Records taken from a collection
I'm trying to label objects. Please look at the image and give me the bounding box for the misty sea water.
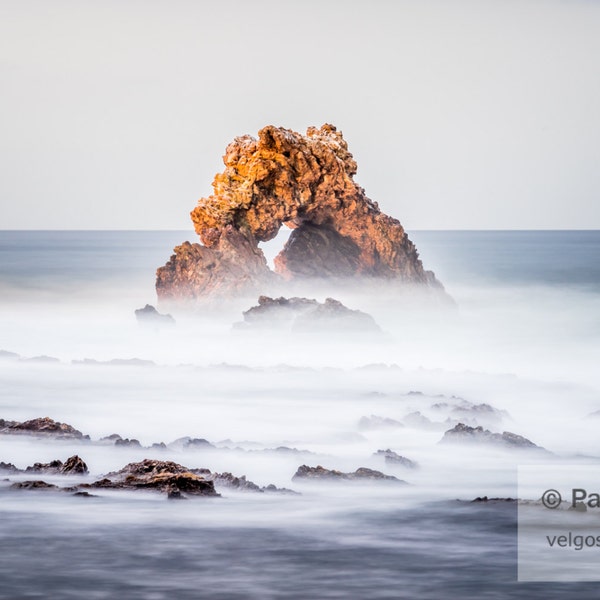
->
[0,231,600,600]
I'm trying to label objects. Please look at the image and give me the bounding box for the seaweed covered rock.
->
[0,417,89,440]
[236,296,381,333]
[292,465,406,483]
[440,423,546,451]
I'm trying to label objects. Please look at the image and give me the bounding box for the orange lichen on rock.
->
[156,125,439,300]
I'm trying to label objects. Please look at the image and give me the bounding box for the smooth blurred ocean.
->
[0,231,600,600]
[0,230,600,292]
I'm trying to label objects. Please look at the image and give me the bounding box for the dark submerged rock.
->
[373,448,418,469]
[25,455,88,475]
[10,480,60,491]
[89,459,219,496]
[292,465,406,483]
[440,423,544,450]
[236,296,381,333]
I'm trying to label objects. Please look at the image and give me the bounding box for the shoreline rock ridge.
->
[156,124,442,305]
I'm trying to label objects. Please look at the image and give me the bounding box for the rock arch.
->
[156,124,439,300]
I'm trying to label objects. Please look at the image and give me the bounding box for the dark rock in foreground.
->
[0,456,297,500]
[0,417,89,440]
[88,459,219,496]
[373,448,418,469]
[135,304,175,326]
[292,465,406,483]
[10,480,61,491]
[236,296,381,333]
[440,423,545,451]
[156,124,441,306]
[6,455,88,475]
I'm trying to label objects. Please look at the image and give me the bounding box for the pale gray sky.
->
[0,0,600,229]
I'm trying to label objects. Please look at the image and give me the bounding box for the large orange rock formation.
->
[156,125,439,301]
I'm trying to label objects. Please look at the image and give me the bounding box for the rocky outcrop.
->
[0,417,89,440]
[292,465,406,483]
[358,415,404,431]
[156,125,439,304]
[88,459,219,496]
[25,455,88,475]
[236,296,381,333]
[374,448,417,469]
[440,423,544,450]
[135,304,175,327]
[0,462,21,475]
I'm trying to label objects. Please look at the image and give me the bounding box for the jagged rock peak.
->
[156,124,439,301]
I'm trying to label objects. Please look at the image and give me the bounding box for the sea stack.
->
[156,124,441,306]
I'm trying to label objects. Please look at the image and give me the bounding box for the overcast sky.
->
[0,0,600,230]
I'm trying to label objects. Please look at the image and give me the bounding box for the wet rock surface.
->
[236,296,380,333]
[292,465,406,483]
[358,415,404,431]
[0,417,89,440]
[135,304,175,327]
[440,423,547,452]
[373,448,418,469]
[156,124,441,305]
[89,459,219,496]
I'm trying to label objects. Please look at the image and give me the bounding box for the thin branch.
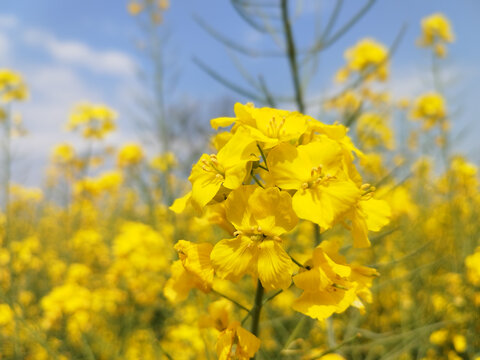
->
[281,0,305,113]
[212,289,250,312]
[308,0,377,54]
[193,15,283,57]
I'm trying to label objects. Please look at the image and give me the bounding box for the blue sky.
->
[0,0,480,182]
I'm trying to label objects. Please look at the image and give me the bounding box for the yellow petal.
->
[292,180,360,230]
[174,240,213,292]
[188,154,224,208]
[267,143,313,189]
[169,191,192,214]
[210,236,258,281]
[210,117,237,130]
[163,260,195,303]
[359,199,391,231]
[225,185,258,230]
[237,326,260,359]
[258,240,293,290]
[248,187,298,236]
[292,287,356,320]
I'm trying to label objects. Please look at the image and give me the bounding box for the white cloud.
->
[0,14,18,29]
[0,32,11,66]
[23,29,135,76]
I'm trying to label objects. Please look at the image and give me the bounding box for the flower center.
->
[202,154,225,180]
[267,117,286,138]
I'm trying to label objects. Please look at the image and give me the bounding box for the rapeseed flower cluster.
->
[169,103,390,358]
[0,7,480,360]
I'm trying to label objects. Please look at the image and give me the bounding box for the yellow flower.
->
[211,103,309,149]
[0,69,28,103]
[67,103,117,139]
[267,139,361,230]
[210,185,298,290]
[217,321,260,360]
[117,143,145,167]
[337,38,388,82]
[127,1,143,16]
[51,143,75,164]
[293,247,356,320]
[418,13,454,53]
[452,334,467,353]
[410,92,447,130]
[347,188,391,247]
[430,329,448,346]
[293,241,378,320]
[164,240,213,302]
[188,131,258,209]
[0,304,14,326]
[465,247,480,286]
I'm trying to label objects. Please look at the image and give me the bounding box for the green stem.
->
[250,280,264,337]
[281,0,305,113]
[252,174,265,189]
[313,224,322,246]
[290,255,305,268]
[257,144,268,171]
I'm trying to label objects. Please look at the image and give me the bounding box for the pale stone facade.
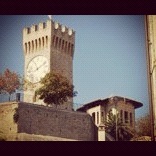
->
[23,20,75,110]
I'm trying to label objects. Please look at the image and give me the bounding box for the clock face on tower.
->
[26,55,49,83]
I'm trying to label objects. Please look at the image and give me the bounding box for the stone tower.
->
[23,20,75,110]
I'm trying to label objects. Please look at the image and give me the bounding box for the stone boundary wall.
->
[0,102,98,141]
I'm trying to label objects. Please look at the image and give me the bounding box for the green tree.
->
[136,114,151,136]
[35,73,77,106]
[105,110,135,141]
[0,69,20,101]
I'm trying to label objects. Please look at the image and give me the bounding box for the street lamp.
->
[111,97,118,141]
[145,15,156,141]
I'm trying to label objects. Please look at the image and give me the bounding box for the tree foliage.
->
[35,73,77,105]
[105,111,135,141]
[0,69,20,101]
[136,114,151,136]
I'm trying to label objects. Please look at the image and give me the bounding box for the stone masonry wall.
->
[18,103,97,141]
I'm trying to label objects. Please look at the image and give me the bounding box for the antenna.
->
[48,15,52,20]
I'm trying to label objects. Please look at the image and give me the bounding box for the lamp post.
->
[111,97,118,141]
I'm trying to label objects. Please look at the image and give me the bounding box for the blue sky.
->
[0,15,149,117]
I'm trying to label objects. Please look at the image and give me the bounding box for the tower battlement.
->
[23,20,75,38]
[23,20,75,56]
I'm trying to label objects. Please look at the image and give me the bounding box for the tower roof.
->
[77,96,143,112]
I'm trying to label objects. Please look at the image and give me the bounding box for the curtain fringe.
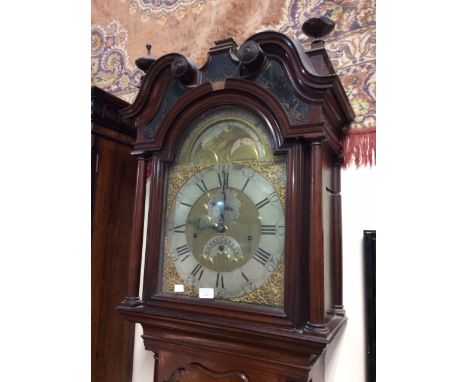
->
[343,127,376,167]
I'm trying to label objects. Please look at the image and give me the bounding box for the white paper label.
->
[198,288,214,298]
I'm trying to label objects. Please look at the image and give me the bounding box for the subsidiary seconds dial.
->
[166,163,284,298]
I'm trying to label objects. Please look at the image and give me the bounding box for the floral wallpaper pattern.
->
[91,0,376,165]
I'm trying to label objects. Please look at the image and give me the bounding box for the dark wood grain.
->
[118,32,354,382]
[91,88,136,382]
[122,156,146,306]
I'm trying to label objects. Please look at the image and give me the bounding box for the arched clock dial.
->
[166,163,285,298]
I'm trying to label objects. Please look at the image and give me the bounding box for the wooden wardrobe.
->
[91,86,137,382]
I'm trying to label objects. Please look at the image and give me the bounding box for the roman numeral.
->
[176,244,190,256]
[176,244,190,263]
[197,179,208,193]
[218,171,229,187]
[241,178,250,192]
[190,264,205,281]
[255,197,270,210]
[174,224,185,233]
[253,247,271,265]
[261,224,276,235]
[216,272,224,288]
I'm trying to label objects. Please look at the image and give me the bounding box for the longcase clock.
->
[118,18,354,382]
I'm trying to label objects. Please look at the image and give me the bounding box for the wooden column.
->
[121,155,146,306]
[304,141,328,334]
[332,155,345,316]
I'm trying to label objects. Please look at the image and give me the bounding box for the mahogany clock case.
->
[118,26,354,382]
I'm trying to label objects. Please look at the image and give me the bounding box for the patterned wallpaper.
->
[91,0,376,165]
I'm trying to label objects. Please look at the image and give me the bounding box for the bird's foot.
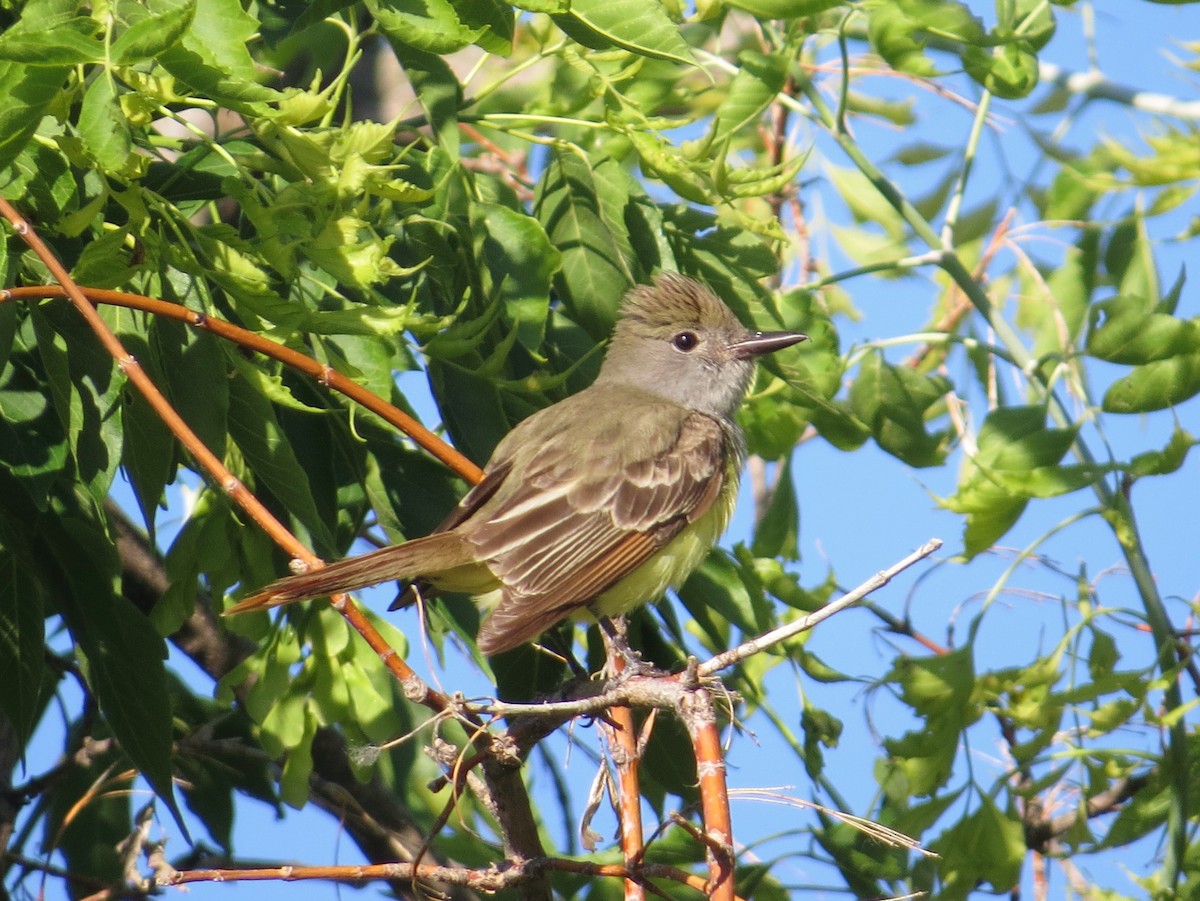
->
[600,617,664,681]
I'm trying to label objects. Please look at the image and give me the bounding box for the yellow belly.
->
[589,471,738,617]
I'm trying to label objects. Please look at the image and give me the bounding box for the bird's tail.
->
[224,531,476,617]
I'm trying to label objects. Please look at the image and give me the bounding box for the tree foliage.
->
[0,0,1200,899]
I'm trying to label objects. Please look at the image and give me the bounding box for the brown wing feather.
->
[463,396,730,654]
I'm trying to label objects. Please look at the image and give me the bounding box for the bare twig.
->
[696,539,942,678]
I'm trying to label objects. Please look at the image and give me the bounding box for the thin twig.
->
[696,539,942,678]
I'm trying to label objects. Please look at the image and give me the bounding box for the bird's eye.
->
[671,331,700,354]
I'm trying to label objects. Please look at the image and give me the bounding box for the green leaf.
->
[78,71,133,172]
[678,552,769,650]
[472,203,562,353]
[51,498,187,836]
[229,355,336,553]
[0,60,71,172]
[1102,354,1200,413]
[725,0,846,19]
[534,150,634,341]
[0,11,104,68]
[1087,298,1200,365]
[0,525,47,746]
[158,0,288,106]
[712,50,790,144]
[455,0,516,56]
[962,41,1038,100]
[942,407,1084,557]
[554,0,696,65]
[108,0,197,66]
[367,0,488,54]
[1129,425,1196,475]
[930,794,1026,897]
[0,320,70,511]
[34,304,130,504]
[850,354,950,467]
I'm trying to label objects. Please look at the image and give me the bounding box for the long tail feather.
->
[224,531,475,617]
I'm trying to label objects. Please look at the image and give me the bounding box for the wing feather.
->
[461,392,736,654]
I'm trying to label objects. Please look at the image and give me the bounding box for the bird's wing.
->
[462,403,730,654]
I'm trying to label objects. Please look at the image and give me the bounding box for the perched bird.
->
[227,272,805,654]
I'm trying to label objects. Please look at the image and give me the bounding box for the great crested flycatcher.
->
[228,272,805,654]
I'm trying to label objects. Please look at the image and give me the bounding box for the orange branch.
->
[682,689,736,901]
[0,197,463,710]
[0,284,484,485]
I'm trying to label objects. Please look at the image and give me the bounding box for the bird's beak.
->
[730,331,809,360]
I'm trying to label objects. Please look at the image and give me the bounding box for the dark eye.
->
[671,331,700,354]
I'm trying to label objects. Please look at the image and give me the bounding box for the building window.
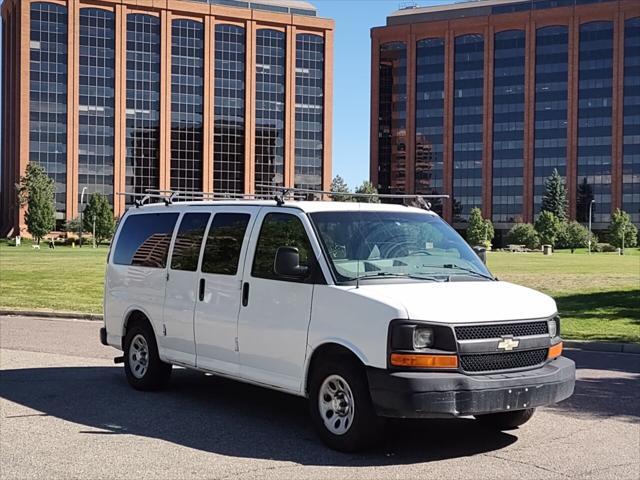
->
[492,30,525,223]
[125,13,160,204]
[213,24,245,193]
[576,22,613,223]
[453,34,484,221]
[378,42,407,193]
[77,8,115,208]
[29,3,68,220]
[255,29,286,193]
[533,26,569,214]
[171,19,204,191]
[622,17,640,225]
[294,34,324,190]
[415,38,444,215]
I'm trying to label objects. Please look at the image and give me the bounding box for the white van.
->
[100,200,575,451]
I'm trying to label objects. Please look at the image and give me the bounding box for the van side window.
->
[113,213,178,268]
[251,213,313,281]
[202,213,250,275]
[171,213,211,272]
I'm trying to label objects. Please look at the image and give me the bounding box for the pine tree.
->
[608,208,638,248]
[355,180,380,203]
[540,168,567,222]
[82,193,115,245]
[16,163,56,245]
[467,207,495,246]
[331,175,351,202]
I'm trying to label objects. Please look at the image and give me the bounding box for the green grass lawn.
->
[0,243,640,342]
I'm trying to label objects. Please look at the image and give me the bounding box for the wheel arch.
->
[302,339,368,397]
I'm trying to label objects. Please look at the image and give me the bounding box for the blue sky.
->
[0,0,452,188]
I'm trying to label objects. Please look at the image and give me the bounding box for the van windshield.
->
[310,211,493,283]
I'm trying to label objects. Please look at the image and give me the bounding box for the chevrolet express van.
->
[100,200,575,451]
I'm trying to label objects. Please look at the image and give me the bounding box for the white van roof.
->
[125,200,437,216]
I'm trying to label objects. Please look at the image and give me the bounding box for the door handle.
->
[242,282,249,307]
[198,278,204,301]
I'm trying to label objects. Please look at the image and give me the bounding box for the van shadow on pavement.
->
[0,367,517,466]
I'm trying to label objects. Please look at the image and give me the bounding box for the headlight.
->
[547,318,558,338]
[413,327,433,350]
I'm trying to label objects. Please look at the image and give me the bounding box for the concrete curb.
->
[563,340,640,355]
[0,308,640,355]
[0,308,102,321]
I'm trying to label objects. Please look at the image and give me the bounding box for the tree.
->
[534,211,562,247]
[608,208,638,248]
[467,207,495,247]
[540,168,567,222]
[507,223,540,250]
[331,175,351,202]
[16,163,56,245]
[355,180,380,203]
[556,221,597,253]
[82,193,116,245]
[576,177,596,223]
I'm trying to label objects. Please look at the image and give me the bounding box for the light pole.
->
[79,187,87,247]
[589,199,596,255]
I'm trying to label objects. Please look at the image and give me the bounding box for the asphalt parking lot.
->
[0,317,640,480]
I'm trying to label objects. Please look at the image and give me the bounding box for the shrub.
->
[507,223,540,249]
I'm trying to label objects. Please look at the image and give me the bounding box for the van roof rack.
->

■ **SET PROBLEM**
Rewrite the material starting at the line with "the longcase clock." and ending at the line with "[118,18,354,382]", changing "longcase clock" to "grandfather clock" and leaving everything else as it is.

■ **COMPLETE OUTPUT**
I'm trying to label objects. Please look at the image and give me the bounding box for the grandfather clock.
->
[118,18,354,382]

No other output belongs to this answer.